Your instructions →
Every record below should be written out exactly; pictures stay out.

Dataset extract →
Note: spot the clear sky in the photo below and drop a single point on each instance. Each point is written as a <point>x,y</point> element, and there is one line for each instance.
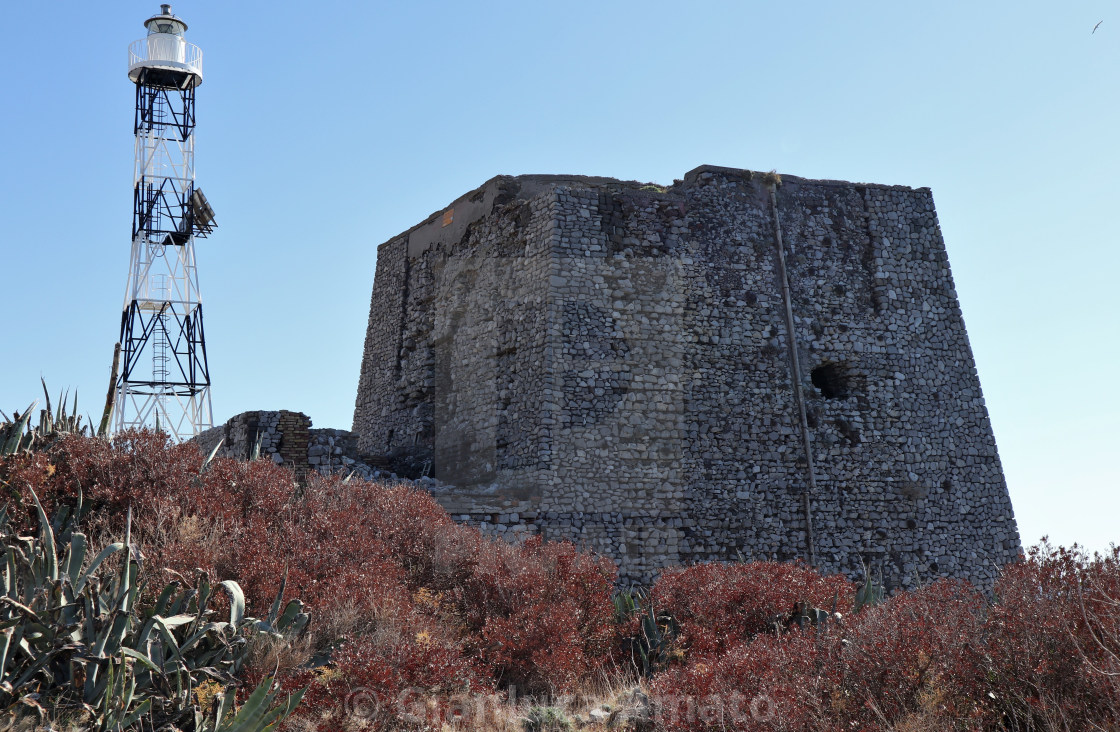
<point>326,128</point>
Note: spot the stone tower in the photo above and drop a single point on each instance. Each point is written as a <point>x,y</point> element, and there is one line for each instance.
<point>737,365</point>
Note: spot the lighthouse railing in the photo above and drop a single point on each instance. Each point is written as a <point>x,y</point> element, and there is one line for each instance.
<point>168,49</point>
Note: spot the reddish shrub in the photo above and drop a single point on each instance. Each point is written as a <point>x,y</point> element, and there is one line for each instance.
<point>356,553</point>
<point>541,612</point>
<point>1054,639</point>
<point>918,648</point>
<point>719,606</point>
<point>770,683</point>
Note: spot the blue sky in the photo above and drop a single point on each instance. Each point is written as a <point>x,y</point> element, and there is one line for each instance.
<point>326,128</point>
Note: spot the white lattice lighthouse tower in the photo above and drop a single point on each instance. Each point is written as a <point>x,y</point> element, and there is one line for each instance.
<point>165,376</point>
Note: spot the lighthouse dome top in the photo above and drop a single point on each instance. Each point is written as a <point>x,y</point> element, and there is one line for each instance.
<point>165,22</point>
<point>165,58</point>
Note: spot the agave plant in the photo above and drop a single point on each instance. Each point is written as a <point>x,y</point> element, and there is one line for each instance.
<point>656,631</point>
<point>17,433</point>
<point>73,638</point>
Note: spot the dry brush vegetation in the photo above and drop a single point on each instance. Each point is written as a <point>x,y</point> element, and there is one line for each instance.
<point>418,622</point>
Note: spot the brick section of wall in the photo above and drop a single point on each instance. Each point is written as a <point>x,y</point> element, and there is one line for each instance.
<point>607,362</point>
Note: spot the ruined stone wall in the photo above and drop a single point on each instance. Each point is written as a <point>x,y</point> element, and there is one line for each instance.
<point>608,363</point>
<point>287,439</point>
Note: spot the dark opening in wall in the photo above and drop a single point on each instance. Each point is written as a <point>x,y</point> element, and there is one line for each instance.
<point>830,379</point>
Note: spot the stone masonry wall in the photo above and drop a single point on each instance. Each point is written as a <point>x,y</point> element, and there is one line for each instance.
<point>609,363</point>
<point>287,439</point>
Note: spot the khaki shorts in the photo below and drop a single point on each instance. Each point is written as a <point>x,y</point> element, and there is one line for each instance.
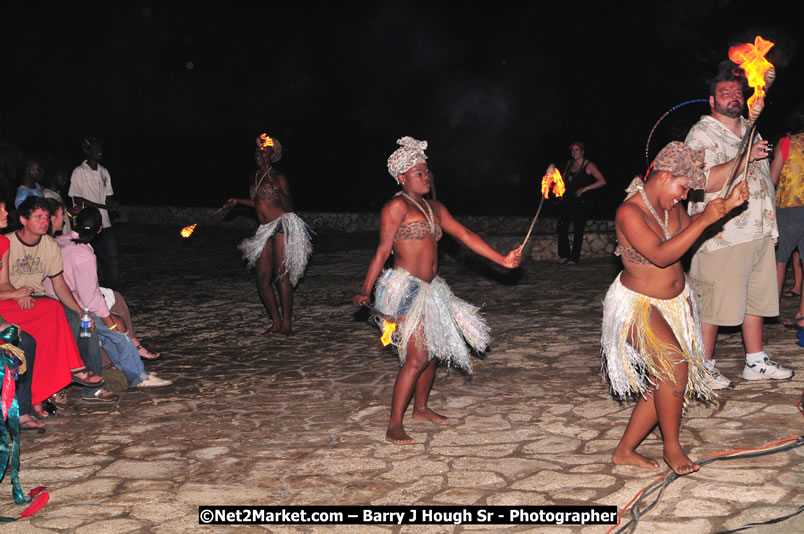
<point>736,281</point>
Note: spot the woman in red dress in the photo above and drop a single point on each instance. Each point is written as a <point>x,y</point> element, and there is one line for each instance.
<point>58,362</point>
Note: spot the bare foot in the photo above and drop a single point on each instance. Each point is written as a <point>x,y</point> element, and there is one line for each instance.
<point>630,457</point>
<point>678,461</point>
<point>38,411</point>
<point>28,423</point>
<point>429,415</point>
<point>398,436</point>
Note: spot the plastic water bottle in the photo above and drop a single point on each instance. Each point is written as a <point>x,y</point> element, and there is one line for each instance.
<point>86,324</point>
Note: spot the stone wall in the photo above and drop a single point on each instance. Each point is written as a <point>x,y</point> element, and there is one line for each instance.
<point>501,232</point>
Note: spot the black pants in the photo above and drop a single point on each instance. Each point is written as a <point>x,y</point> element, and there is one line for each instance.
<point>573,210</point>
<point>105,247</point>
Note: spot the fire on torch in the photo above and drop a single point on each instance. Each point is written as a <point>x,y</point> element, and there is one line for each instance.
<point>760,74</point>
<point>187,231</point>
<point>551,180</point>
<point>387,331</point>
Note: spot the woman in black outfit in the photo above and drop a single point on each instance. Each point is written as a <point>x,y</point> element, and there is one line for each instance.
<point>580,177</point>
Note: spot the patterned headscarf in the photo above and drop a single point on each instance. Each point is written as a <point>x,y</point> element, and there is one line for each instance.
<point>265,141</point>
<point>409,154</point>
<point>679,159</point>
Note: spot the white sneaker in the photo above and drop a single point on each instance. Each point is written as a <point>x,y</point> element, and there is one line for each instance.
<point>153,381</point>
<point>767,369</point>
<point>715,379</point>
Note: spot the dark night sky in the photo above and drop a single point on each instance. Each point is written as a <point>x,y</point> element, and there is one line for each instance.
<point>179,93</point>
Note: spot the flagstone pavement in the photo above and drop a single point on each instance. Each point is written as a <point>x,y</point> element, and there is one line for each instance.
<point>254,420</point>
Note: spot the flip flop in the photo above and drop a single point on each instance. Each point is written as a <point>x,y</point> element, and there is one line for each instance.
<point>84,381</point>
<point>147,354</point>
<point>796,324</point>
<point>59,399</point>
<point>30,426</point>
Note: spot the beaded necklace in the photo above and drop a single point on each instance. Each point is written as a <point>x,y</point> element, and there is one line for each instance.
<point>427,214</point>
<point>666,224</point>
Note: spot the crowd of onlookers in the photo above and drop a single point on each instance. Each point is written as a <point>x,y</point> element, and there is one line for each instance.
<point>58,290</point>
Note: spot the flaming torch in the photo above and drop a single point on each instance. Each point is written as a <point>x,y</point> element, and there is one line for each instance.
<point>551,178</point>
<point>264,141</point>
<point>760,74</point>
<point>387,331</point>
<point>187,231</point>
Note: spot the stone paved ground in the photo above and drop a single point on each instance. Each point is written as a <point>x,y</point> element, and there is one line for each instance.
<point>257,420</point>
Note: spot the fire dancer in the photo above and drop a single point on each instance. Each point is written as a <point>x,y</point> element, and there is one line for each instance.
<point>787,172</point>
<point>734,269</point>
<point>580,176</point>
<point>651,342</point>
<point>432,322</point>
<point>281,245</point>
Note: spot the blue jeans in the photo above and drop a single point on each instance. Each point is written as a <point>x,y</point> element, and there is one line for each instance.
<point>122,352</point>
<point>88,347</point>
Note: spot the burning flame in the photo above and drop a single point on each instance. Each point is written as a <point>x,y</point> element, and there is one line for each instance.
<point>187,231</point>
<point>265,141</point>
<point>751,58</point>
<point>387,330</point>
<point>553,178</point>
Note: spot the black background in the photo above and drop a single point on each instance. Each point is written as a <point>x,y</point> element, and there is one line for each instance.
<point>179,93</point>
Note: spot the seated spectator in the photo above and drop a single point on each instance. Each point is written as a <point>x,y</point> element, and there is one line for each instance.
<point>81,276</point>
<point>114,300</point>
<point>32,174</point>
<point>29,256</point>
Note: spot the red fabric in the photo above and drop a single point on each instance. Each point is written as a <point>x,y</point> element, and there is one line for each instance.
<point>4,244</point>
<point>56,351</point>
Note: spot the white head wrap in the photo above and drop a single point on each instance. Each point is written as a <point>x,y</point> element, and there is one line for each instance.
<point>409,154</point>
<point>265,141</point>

Result for this exercise →
Note: spot the clear sky in the photo below and drop a single point on each instance. Each point is written as a <point>x,y</point> element, and there is one line for each instance.
<point>326,128</point>
Note: spot the stone tower in the photo above and drop a single point on each instance. Each point is written as a <point>x,y</point> element, and there is one line for each instance.
<point>737,365</point>
Note: spot the lighthouse railing in the photo above and drop a single point on each instance. Each point is written as a <point>x,y</point> element, and there is one line for each instance.
<point>168,49</point>
Note: spot the reddish shrub in the photo above and drop a single point on each instance. Each point is written as a <point>x,y</point> element, and there is one line for each instance.
<point>356,553</point>
<point>541,612</point>
<point>1054,639</point>
<point>918,648</point>
<point>719,606</point>
<point>770,683</point>
Note: spot the blue sky in the photo above and drop a single point on each instance. Each point is written as a <point>x,y</point> element, and there is one line for each instance.
<point>326,128</point>
Note: spot the white lattice lighthouse tower in the photo above and drop a single point on each instance. Each point is written as a <point>x,y</point> element, and there is one line for each instance.
<point>165,376</point>
Note: spot the lighthouse dome top in the photo above and drop a single point on each instance. Each point is written as a <point>x,y</point> element, and there is one line for each instance.
<point>165,22</point>
<point>165,58</point>
Note: spot the agave plant in the photo above and drop a single point on each instance. Each point is written as a <point>x,y</point> element, and there is one line for each instance.
<point>656,631</point>
<point>17,433</point>
<point>73,638</point>
Note: spot the dry brush vegetation in the photo above and drop a single point on each instance. Each point is written as a <point>x,y</point> element, and there is one line for each instance.
<point>418,622</point>
Note: spot the brick section of wall in the photo above and drop a single point on each instance. Each point is written as a <point>x,y</point> element, and there is one line for each instance.
<point>607,362</point>
Note: spot the ruined stone wall in the photo above and drop a single point on each instance. Each point is written as a <point>x,y</point> element, and there is one line for each instance.
<point>608,363</point>
<point>287,439</point>
Note: spot the dark opening in wall in the photo above and drop a single point on each instance. Each point is written as a <point>x,y</point> element, and there is one line for each instance.
<point>830,379</point>
Note: spot the stone masonry wall in the photo above and drop a single point on each instance. Each point is written as a <point>x,y</point> element, and there is one line for each instance.
<point>609,363</point>
<point>287,439</point>
Note: spot the khaki shorts in the photo below and drop a single point on each instance. Each point is written as a <point>x,y</point> element, and there is one line for each instance.
<point>736,281</point>
Note: spot the woman in red dress in the photo above and drop a single point on each instance. Each point is written as a <point>x,y</point> element, and there is one line for each instance.
<point>58,362</point>
Note: spot the bare foot in the photo above and drop a single point on each instance. Each point is written as a <point>x,y</point> element, and there is one line for each instance.
<point>630,457</point>
<point>678,461</point>
<point>38,411</point>
<point>28,423</point>
<point>429,415</point>
<point>398,436</point>
Note: spot the plastic water bottle in the photo above and drop a single point on each instance. Each point is written as a <point>x,y</point> element, and there is one line for each instance.
<point>86,324</point>
Note: spot the stone wall in the photo above and drop a single point on each instance. Each point is written as a <point>x,y</point> element, and there is one line for each instance.
<point>501,232</point>
Note: spot the black pants in the photo above and drop a single point on each instance. Each point is written as a <point>x,y</point> element, and there is one line for each instance.
<point>573,210</point>
<point>105,247</point>
Note: spot the fire on torch in the photo above and drop a single point on each instance. Each point is written as a <point>x,y</point> element, and there is one line for each instance.
<point>760,74</point>
<point>187,231</point>
<point>551,180</point>
<point>387,331</point>
Note: spot the woman in black outfit in the photo above and drop a single point on each instance. Each point is written as a <point>x,y</point> element, and there is one line for each instance.
<point>580,177</point>
Note: spot the patterned headscarf in the photo above and drop a single point on each instance. Each point is written as a <point>x,y</point> element, and there is one line for each instance.
<point>265,141</point>
<point>409,154</point>
<point>679,159</point>
Note: spot the white sneaker in the photo above and drop a single point on each instance. Each point is written as a <point>x,y</point> element, and there is one line for each instance.
<point>153,381</point>
<point>767,369</point>
<point>715,379</point>
Note: spot the dark night sky in the photo above and drop a single point on each instance. Each point is written as a <point>x,y</point> element, and there is one line for each instance.
<point>179,93</point>
Note: spot the flagstone pavement in the photo above and drop a single point on each instance. Each point is written as a <point>x,y</point> element, and there is one line for each instance.
<point>254,420</point>
Note: spot the flip flop in the photo above and drop a single point on each instance. Each point is written as a <point>x,y</point> element, and there is one line for each instance.
<point>84,381</point>
<point>147,354</point>
<point>796,324</point>
<point>59,399</point>
<point>30,426</point>
Note: spot the beaded necklace in the photo above and drop a single point on each instance. Each point is written as a <point>x,y</point> element, and there is one line for each instance.
<point>427,214</point>
<point>666,224</point>
Note: spot the crowd of onlookers in the photo above and drop a single point on each instance. Each point is written as a <point>x,y</point> element, and there is one line for each instance.
<point>58,290</point>
Note: spot the flaming torch in the photo above and drop a single point on each instance. Each point is written as a <point>x,y</point> element, and there is one line for each instance.
<point>551,178</point>
<point>264,141</point>
<point>760,74</point>
<point>387,331</point>
<point>187,231</point>
Note: spot the stone paved ground in the photo above and drop a single point on each instance. Each point is written as a <point>x,y</point> element, and there is one line for each instance.
<point>257,420</point>
Note: spot the fire dancer in the photo above and drop a single point on each instance. Each point is written as a <point>x,y</point> element, and there is one line for each instance.
<point>787,172</point>
<point>734,269</point>
<point>580,176</point>
<point>651,342</point>
<point>432,322</point>
<point>281,245</point>
Note: spot the blue jeans in the photo above and drop a single point on each instance. Each point is written as a <point>x,y</point> element, and there is one line for each instance.
<point>122,352</point>
<point>88,347</point>
Note: spot the burning flame in the photo above and drop a single point on each instance. Each point is written as a <point>x,y</point> element, and there is one line for each instance.
<point>187,231</point>
<point>265,141</point>
<point>751,58</point>
<point>387,330</point>
<point>553,178</point>
Note: spot the black background in the photo above and drop a single point on each instance. Each point is written as a <point>x,y</point> element, and there is one line for each instance.
<point>179,93</point>
Note: spot the seated spectator in the photo above and drop a single point on each instance. Each point is written as a <point>x,y</point> element, and there is one line for each instance.
<point>81,276</point>
<point>114,300</point>
<point>32,174</point>
<point>29,256</point>
Note: spot the red fabric in the photo above and drop a single point on each instance. Each point is written as a <point>x,y</point> element, and there is one line for each instance.
<point>4,244</point>
<point>56,351</point>
Note: spot the white head wrap in the photo above and drop a single point on each instance. Each point is written as a <point>x,y</point> element, and there is one line for each instance.
<point>409,154</point>
<point>265,141</point>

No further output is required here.